◆ **Saved entries**
════

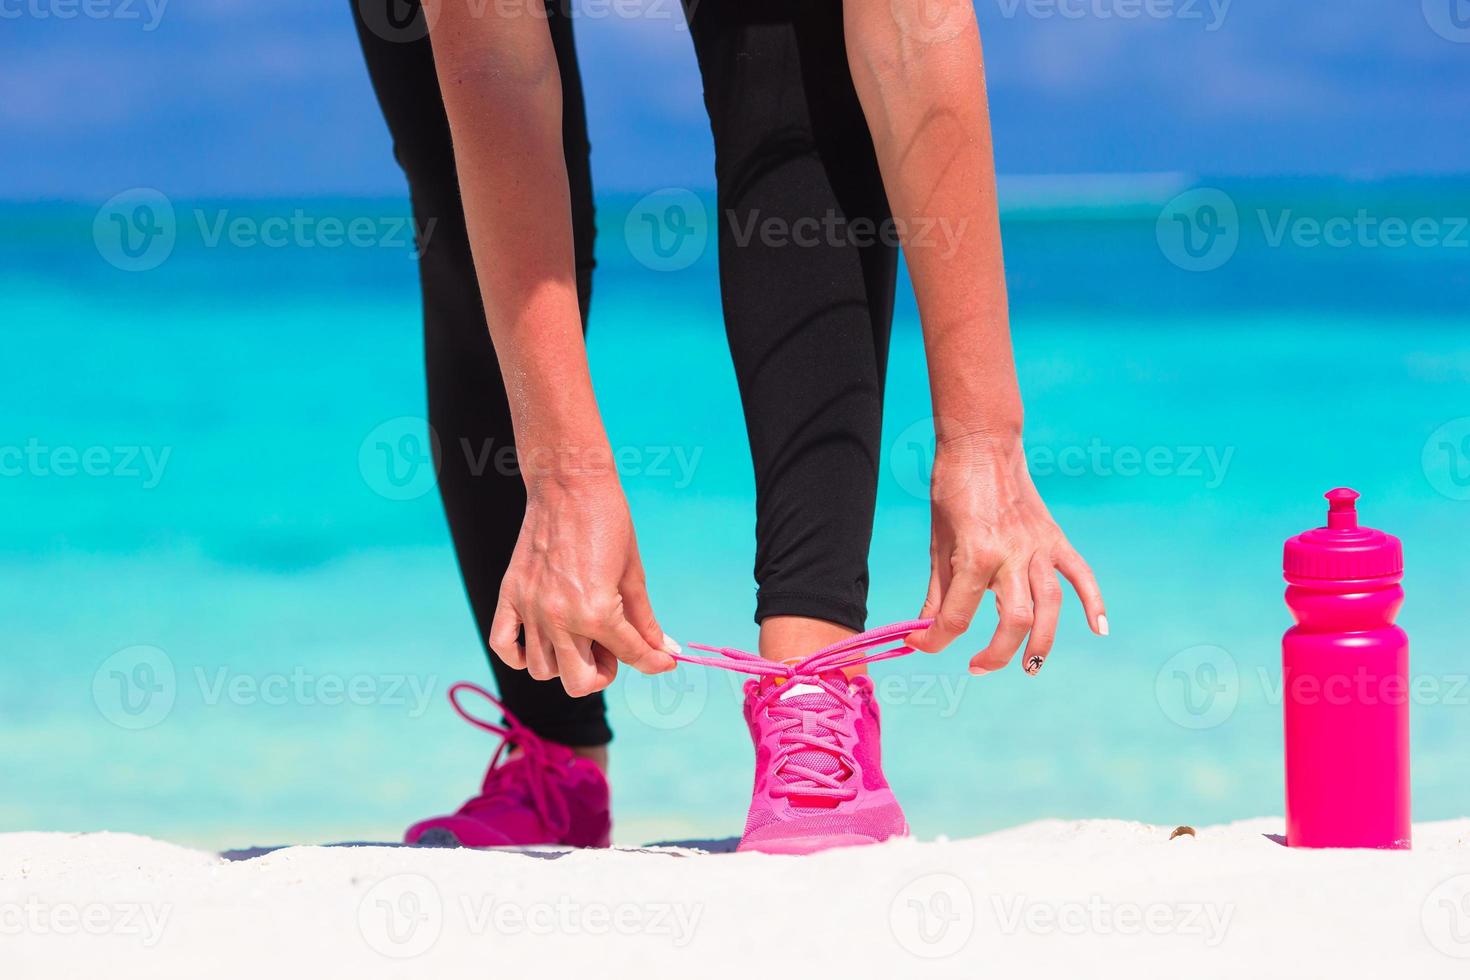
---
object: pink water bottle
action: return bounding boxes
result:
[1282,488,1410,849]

════

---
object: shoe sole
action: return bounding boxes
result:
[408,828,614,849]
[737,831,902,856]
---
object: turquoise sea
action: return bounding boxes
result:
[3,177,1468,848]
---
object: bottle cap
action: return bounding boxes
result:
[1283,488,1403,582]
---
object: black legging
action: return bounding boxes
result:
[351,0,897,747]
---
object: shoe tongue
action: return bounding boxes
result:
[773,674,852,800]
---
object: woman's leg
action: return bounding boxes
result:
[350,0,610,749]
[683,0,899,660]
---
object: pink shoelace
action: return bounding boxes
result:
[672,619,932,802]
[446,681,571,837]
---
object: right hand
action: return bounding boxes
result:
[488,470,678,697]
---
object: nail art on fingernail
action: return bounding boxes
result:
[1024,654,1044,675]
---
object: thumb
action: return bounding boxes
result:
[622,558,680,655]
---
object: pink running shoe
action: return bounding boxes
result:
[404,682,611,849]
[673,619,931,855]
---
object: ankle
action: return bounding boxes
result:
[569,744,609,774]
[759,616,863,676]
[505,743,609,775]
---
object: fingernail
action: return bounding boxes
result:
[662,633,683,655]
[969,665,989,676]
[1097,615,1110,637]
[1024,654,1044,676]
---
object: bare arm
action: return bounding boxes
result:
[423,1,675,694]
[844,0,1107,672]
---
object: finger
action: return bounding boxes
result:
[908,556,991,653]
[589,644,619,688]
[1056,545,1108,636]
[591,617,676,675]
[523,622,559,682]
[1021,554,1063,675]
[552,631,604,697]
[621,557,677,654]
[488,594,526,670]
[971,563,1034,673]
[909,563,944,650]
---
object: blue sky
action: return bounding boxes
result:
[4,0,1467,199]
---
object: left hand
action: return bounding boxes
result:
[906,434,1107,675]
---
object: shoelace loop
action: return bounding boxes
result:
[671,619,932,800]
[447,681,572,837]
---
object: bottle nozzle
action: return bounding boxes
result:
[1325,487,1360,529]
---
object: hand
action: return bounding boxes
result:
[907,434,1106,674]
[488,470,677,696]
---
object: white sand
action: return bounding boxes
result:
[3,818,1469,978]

════

◆ **To do**
Provide only the number of lines in the records containing the string "shoelace".

◆ **Answer area**
2